→ INFORMATION PROVIDED:
----------------------------------------

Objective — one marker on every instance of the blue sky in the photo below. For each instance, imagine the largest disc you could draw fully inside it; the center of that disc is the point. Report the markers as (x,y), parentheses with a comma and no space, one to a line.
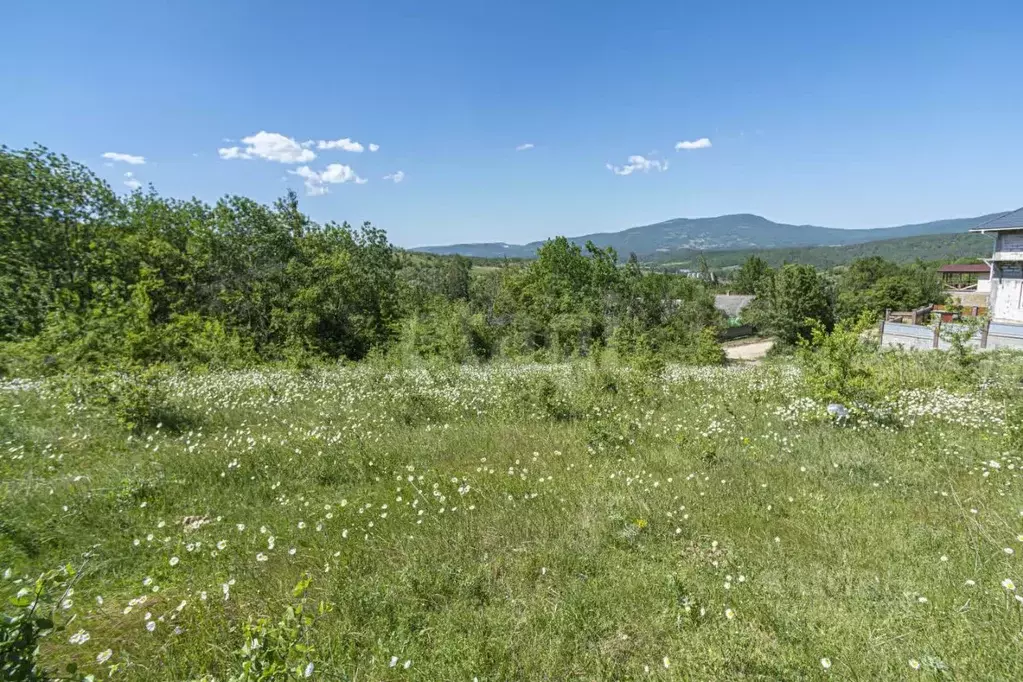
(836,114)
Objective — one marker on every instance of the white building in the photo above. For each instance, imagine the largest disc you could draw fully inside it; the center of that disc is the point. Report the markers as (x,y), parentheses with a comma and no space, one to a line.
(1006,298)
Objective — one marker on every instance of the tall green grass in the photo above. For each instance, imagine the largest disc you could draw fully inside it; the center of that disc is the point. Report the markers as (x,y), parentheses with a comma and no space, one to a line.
(526,523)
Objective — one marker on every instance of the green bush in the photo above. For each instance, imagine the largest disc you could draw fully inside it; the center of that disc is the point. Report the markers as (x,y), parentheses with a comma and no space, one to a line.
(32,615)
(834,366)
(137,399)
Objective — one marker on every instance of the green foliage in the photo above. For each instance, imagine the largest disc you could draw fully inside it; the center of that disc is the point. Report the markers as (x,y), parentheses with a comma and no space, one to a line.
(279,649)
(751,275)
(707,350)
(792,303)
(834,364)
(874,285)
(93,280)
(965,358)
(31,615)
(903,251)
(137,399)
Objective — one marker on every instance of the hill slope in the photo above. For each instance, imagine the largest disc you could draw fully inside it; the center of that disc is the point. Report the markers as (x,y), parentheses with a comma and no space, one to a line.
(905,249)
(723,232)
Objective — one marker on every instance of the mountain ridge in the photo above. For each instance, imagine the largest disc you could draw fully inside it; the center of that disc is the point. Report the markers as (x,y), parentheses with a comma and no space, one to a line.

----------------------------------------

→ REQUEST:
In the records above, find the line containing "Objective — one marker on every instance of the green foliage"; please retype it and every line after it through the last line, exactly and with nothing else.

→ SOLUTION FOR THIS TASK:
Objective — one marker on every instance of the green foliage in the photo above. For each instance, imagine the largest disc you could draw fully inside it; the center of that disc is the point. Report the markers as (x,y), parentheses with a comma and no space, one to a line.
(279,649)
(751,275)
(707,350)
(792,303)
(834,364)
(874,285)
(93,280)
(965,358)
(31,615)
(903,251)
(137,399)
Objective — one marker on every instance of the hill slope in the photo above. For each instance, imagine the largest disc you could draw fully inside it; the center of that disc is the point. Report the markers as (x,y), parentheses with a comma and no space, one to a line.
(905,249)
(723,232)
Objective — one marker on every instance of the mountain ridge in the photo above. For each instance, imagine the largest disc you could draw fully inside it; the center of that disc is the point. Report the markers as (x,y), parentheses with a comma and no space, one to a line.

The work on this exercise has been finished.